What to work on - Please retype the records below exactly, leaving out any pictures.

Source information -
--

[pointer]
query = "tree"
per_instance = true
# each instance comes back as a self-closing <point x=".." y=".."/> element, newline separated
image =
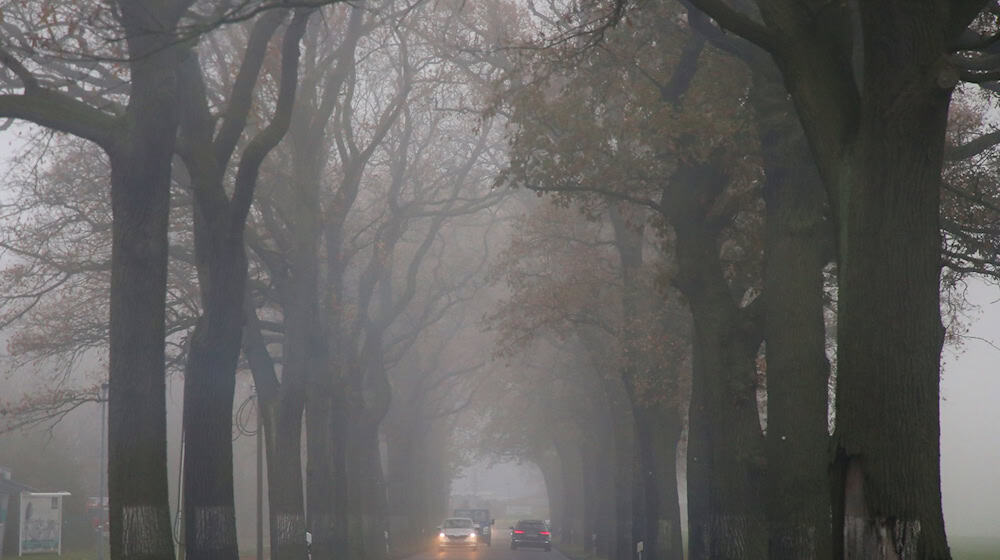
<point x="140" y="144"/>
<point x="219" y="222"/>
<point x="863" y="88"/>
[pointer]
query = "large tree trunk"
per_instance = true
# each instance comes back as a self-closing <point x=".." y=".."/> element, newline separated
<point x="726" y="465"/>
<point x="209" y="385"/>
<point x="140" y="197"/>
<point x="889" y="325"/>
<point x="798" y="244"/>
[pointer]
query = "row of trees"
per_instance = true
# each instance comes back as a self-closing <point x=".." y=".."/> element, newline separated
<point x="304" y="192"/>
<point x="291" y="195"/>
<point x="754" y="203"/>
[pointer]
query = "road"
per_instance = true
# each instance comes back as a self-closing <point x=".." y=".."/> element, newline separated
<point x="499" y="551"/>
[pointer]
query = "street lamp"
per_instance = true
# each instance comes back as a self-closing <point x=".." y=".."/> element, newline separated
<point x="100" y="498"/>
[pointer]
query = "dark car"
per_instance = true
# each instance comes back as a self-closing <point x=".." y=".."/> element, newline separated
<point x="531" y="532"/>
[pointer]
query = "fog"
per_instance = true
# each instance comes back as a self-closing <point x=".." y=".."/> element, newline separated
<point x="652" y="272"/>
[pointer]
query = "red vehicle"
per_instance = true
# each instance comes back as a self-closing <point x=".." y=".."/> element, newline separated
<point x="531" y="532"/>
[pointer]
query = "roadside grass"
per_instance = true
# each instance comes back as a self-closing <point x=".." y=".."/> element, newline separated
<point x="962" y="548"/>
<point x="576" y="552"/>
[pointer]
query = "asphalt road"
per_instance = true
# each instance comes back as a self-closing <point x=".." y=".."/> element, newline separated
<point x="499" y="551"/>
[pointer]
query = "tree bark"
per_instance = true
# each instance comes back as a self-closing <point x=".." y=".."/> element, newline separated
<point x="889" y="325"/>
<point x="798" y="244"/>
<point x="140" y="196"/>
<point x="726" y="464"/>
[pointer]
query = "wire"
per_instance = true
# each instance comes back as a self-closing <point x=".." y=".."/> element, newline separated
<point x="180" y="505"/>
<point x="245" y="422"/>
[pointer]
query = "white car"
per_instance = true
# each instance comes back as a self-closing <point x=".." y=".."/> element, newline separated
<point x="457" y="532"/>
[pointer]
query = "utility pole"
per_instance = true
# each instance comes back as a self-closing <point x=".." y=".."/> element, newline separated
<point x="260" y="479"/>
<point x="102" y="515"/>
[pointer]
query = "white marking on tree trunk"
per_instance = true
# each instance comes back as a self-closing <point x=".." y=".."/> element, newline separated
<point x="214" y="528"/>
<point x="290" y="528"/>
<point x="143" y="528"/>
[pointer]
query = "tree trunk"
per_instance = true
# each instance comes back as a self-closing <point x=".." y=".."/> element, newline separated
<point x="726" y="465"/>
<point x="889" y="325"/>
<point x="209" y="385"/>
<point x="283" y="432"/>
<point x="798" y="242"/>
<point x="140" y="196"/>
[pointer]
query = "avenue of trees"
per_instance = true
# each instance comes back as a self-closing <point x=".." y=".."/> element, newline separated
<point x="694" y="259"/>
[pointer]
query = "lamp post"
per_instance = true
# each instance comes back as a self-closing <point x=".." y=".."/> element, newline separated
<point x="101" y="511"/>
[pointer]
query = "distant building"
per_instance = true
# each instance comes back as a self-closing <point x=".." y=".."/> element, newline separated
<point x="10" y="501"/>
<point x="30" y="521"/>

--

Task answer -
[pointer]
query = "tree"
per_instance = true
# each instance comes back as a self-closing <point x=".." y=".."/> element, newline separated
image =
<point x="140" y="144"/>
<point x="219" y="222"/>
<point x="863" y="88"/>
[pointer]
query = "large tree trunk"
per_instance = true
# each instance comes back as a self-closing <point x=".." y=".."/> element, newline separated
<point x="726" y="465"/>
<point x="209" y="385"/>
<point x="140" y="197"/>
<point x="889" y="325"/>
<point x="798" y="244"/>
[pointer]
query = "row of trees"
per_instance = true
# each instance comes back as a self-closing <point x=".." y=".."/> element, newline separated
<point x="304" y="192"/>
<point x="291" y="195"/>
<point x="754" y="203"/>
[pointer]
query = "road"
per_instance = true
# each instance comes back as a self-closing <point x=".." y=".."/> element, newline separated
<point x="499" y="551"/>
[pointer]
query = "street lamp"
per_instance = true
# each instance comes back as a self-closing <point x=".." y=".."/> element, newline separated
<point x="100" y="498"/>
[pointer]
query = "dark car"
per_instance = true
# each instance comes back as a self-closing <point x=".." y=".."/> element, newline separated
<point x="531" y="532"/>
[pointer]
query = "fog"
per_instance = true
# each instance comes back as a self-closing <point x=".." y=".."/> element, newline separated
<point x="652" y="272"/>
[pointer]
query = "red vehicle"
per_instance = true
# each instance comes back as a self-closing <point x=".." y=".."/> element, newline separated
<point x="531" y="532"/>
[pointer]
query = "roadside grass"
per_instance = true
# each instance comes back as a self-closing <point x=".." y=".."/> element, newline separated
<point x="962" y="548"/>
<point x="576" y="552"/>
[pointer]
query = "asphalt road"
per_instance = true
# each instance comes back as a self-closing <point x=".." y=".."/> element, newline separated
<point x="499" y="551"/>
[pointer]
query = "tree bark"
per_instance = true
# each instance comes back as a self-closing <point x=".." y=".."/> element, newline separated
<point x="889" y="325"/>
<point x="798" y="244"/>
<point x="140" y="196"/>
<point x="726" y="464"/>
[pointer]
query = "wire"
per_instance = true
# each instance comes back as a self-closing <point x=".." y=".."/> element, newline separated
<point x="180" y="505"/>
<point x="245" y="422"/>
[pointer]
query = "white car"
per_instance = true
# each instance comes back as a self-closing <point x=".." y=".."/> element, newline separated
<point x="457" y="532"/>
[pointer]
query = "utility pole"
per_instance = true
# each instance comes back as a self-closing <point x=".." y=".."/> element, newline separated
<point x="260" y="479"/>
<point x="102" y="515"/>
[pointer]
query = "white marking on tree trunk"
per_instance = true
# each instance comes back as a self-closing <point x=".." y=".."/> element, newline separated
<point x="214" y="528"/>
<point x="290" y="528"/>
<point x="143" y="528"/>
[pointer]
query = "tree trunk"
per_instance = true
# each instance comes back as a self-closing <point x=".." y=".."/> element, newline separated
<point x="726" y="465"/>
<point x="889" y="325"/>
<point x="209" y="385"/>
<point x="283" y="432"/>
<point x="798" y="242"/>
<point x="140" y="196"/>
[pointer]
query = "avenue of trees"
per_instance = true
# each instance comes back as a self-closing <point x=".." y=".."/> element, newline separated
<point x="694" y="259"/>
[pointer]
query = "lamp post"
per_instance = true
# each instance comes back as a self-closing <point x=".." y=".."/> element, newline separated
<point x="101" y="511"/>
[pointer]
query = "distant building"
per_instance = true
# each instance comes back as a self-closing <point x=".." y=".."/> element, newline separated
<point x="10" y="501"/>
<point x="30" y="521"/>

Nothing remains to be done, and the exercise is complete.